● YOUR TASK
Please copy all of the entries exactly, but drop every picture.

****************

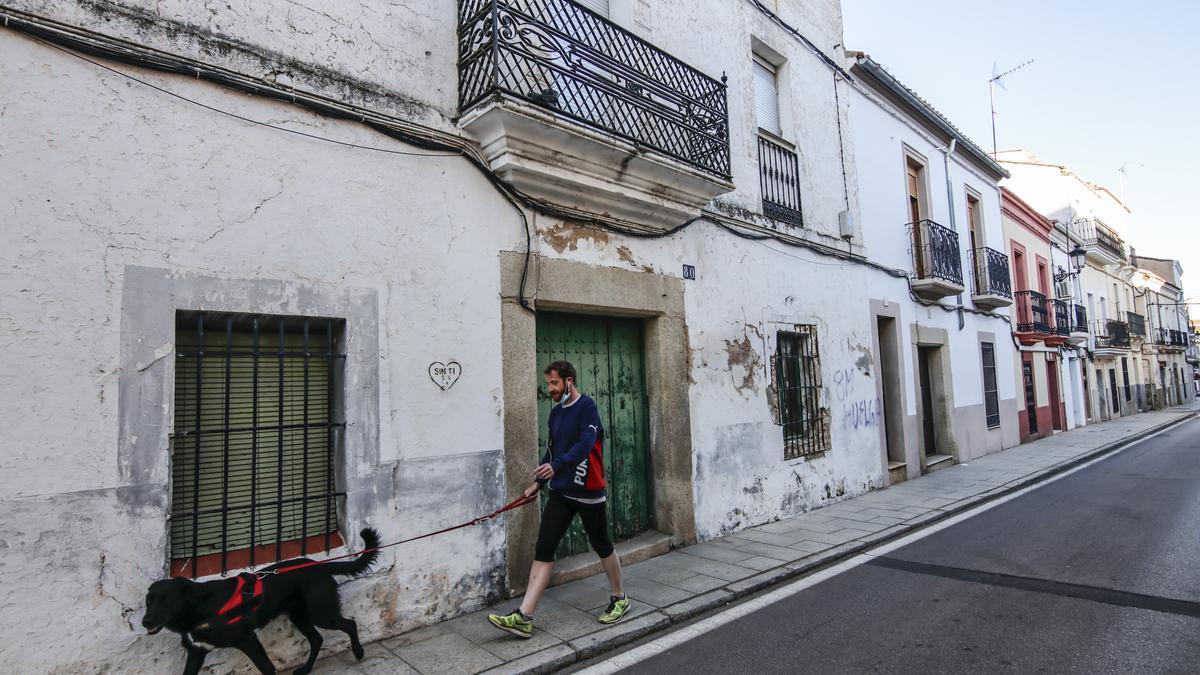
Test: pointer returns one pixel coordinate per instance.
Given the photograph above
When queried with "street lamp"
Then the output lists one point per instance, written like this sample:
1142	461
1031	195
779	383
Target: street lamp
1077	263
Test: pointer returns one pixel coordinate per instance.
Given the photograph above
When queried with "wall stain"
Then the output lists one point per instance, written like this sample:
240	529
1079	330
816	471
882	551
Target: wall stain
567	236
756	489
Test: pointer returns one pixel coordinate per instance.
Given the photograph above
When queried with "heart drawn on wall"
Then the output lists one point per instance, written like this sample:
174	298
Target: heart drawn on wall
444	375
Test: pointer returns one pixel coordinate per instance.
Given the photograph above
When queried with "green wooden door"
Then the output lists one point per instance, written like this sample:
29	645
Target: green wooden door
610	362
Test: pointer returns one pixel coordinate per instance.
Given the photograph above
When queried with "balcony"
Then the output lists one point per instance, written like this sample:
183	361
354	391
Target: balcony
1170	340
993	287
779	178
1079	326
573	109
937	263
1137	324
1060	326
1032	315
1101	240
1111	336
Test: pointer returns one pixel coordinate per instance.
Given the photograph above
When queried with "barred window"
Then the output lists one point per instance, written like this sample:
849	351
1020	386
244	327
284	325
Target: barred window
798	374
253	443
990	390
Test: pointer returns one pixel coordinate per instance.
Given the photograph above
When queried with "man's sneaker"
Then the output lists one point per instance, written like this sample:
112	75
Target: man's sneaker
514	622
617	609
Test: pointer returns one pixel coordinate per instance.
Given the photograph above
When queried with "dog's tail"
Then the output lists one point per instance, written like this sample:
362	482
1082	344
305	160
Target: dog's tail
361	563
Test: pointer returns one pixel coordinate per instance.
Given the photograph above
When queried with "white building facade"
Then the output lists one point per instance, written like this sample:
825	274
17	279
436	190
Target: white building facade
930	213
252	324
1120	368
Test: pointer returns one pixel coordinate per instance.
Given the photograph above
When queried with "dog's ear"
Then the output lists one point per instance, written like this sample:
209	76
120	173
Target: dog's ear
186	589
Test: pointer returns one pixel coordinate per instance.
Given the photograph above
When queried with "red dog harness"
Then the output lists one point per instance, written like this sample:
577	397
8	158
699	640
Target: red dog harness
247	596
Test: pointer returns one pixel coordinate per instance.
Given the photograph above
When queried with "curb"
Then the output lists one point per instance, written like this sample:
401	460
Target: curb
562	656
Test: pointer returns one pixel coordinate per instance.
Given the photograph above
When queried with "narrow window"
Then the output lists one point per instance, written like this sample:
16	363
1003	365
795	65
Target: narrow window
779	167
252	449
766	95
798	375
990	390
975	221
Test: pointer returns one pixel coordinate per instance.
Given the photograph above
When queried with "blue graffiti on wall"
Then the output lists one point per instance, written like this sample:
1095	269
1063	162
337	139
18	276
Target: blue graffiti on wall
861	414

****************

● TASK RESPONSE
Test: pointer returns one pixel coordinate per instance.
Given the photograph above
When queried with "street lamp"
Then the output lists one point per instance, written like this sample:
1142	461
1031	195
779	383
Target: street lamp
1077	263
Test: pointer returns one pixel coordinate per instance.
Given the photograph above
When queried with "wall stain"
Then the output lists one point per instance, written like this sample:
240	529
1079	330
816	471
882	551
Target: wall stain
567	236
756	489
Test: pointer returns one pixel coordinate per instance.
Given the photograph above
When queried with "heart drawn on wall"
Then the output lists one point per instance, written like this sample:
174	298
Target: heart drawn on wall
444	375
Test: pointer returns one pixel coordinate per instance.
Given the photograph above
When queried with "green wooden door"
Then the output lists one point per instance, written like this sample:
29	645
Target: green wooden door
610	362
Test: pointer returns one pixel coordinate per instance.
Given the photograph above
When queried with "balcony"
Then the output lists one point per instance, written like this sample:
183	361
354	391
Target: balcony
1170	340
993	287
779	178
1079	326
573	109
937	263
1137	324
1060	326
1032	315
1101	240
1111	336
Test: pointer returns one pixel coordinate per instance.
Given the photograph above
When queried with "barred window"
Then the output lists one point per instance, written like this sample:
849	351
1020	386
244	327
284	325
Target: barred window
798	374
253	443
990	390
Test: pointer returns one pixel coordinate per instance.
Given the photograph above
When queried with "man's sneaker"
Then the output lists one point per instance, written like this sample:
112	75
Target: man's sneaker
514	622
617	609
Test: pointer returns one pixel coordinate per instance.
Given the photograph above
When queried with "dog's tail"
Then the output lists one point per instance, written like this sample:
362	482
1082	344
305	160
Target: dog's tail
361	563
Test: pointer returns one pixel coordinate per instance.
Given the photograph above
When queried with "white building facade"
Then the output lists one point per instance, written like this sample:
825	274
17	279
436	190
Target: white building facade
930	213
252	324
1120	368
Test: pointer returns one pixel coordinate per instance.
Given the photograph above
When queried with "dog's ear"
Then the output lists one point per instance, written like this sample:
209	76
120	173
Target: dog's ear
186	589
Test: pointer returns one pixel coordinate per instance.
Given the photograph above
When queried with "red dog harness"
Then the output lists one point per instance, written like this sample:
577	397
8	158
699	640
Target: red dog harness
247	596
Test: pointer returns one pixel coordinate per instance.
Given the photograph above
When queried with "curb"
Then the output lists one point per instance, written like this sample:
401	460
Target: curb
562	656
Test: pointer returns one pixel coordinate per instance.
Given the photograph above
When queried with "narrow window"
Then the output lists one point per instance, written like this sample:
16	363
1003	365
795	65
Target: narrow window
779	167
252	449
766	95
798	375
990	390
975	221
Test: pointer returns one pixel coordinate per instance.
Given the photograph above
When queried with "blue graffiti on wall"
Then the output lists one point per instance, written like this sample:
1095	269
1063	162
337	139
18	276
Target: blue graffiti on wall
861	414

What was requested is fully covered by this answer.